### Exercise
In the Smart Border Declaration text, what areas of cooperation did the agreement aim to continually improve between the two nations?

### Text segment
= Smart Border Declaration =

US–Canada border agreement

The Smart Border Declaration is a binational agreement signed on December 12, 2001, between the United States and Canada. The agreement aimed to continually improve border security, information sharing, infrastructure protection, and law enforcement co-operation between the two nations. Many of the innovations that have become common worldwide were pioneered with the Smart Border initiative, including cargo and passenger preclearance, the NEXUS trusted traveller program, and joint policing missions on cross-border threats.

==Background==
Following the 11 September 2001 attacks, the U.S. declared a "level one" alert at its borders, which required intrusive inspections of all crossing vehicles and passengers.
Within a day, backups had grown to 15 hours at the border between Windsor and Detroit, and U.S.-bound semi-trailer trucks, many carrying Canadian-made auto parts to American factories, formed queues dozens of kilometers long.
After two days, car plants in Ontario and the U.S. Midwest were shutting down as needed parts failed to arrive on time.
The Canadian ambassador, Michael Kergin, working with Andy Card, the chief of staff under President George W. Bush, started a process to lessen border congestion.

### Extracted records
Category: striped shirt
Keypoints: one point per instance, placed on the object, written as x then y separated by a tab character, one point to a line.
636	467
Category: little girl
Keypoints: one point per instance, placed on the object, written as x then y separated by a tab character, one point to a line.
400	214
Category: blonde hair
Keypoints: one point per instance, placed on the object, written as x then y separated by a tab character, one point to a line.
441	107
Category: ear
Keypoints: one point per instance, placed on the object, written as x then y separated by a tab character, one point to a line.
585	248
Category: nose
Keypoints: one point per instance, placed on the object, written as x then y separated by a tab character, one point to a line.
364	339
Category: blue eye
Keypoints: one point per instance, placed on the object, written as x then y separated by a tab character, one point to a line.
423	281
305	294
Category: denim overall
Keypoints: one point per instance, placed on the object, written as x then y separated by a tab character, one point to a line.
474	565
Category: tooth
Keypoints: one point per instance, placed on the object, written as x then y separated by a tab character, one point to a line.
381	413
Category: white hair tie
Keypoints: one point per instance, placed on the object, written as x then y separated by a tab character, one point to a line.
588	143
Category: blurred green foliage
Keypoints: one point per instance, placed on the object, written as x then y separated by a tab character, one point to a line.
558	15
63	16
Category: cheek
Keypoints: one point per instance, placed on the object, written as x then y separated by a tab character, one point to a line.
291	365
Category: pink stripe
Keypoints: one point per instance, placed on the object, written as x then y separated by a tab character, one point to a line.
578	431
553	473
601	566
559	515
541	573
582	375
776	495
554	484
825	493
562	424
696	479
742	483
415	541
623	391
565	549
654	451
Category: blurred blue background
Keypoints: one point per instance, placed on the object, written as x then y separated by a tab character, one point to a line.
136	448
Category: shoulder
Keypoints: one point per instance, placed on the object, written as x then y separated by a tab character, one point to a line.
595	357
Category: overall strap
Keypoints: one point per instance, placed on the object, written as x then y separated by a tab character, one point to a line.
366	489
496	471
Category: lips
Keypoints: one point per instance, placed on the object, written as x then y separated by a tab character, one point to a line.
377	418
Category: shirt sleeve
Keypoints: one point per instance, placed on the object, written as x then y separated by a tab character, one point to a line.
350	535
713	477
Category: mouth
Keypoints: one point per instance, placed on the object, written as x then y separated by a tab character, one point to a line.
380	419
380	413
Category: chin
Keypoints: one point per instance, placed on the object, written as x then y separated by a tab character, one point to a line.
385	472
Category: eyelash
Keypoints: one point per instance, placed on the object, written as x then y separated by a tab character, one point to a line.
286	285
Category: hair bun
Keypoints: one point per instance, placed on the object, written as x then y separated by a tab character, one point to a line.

### Written response
Border security, information sharing, infrastructure protection, and law enforcement co-operation.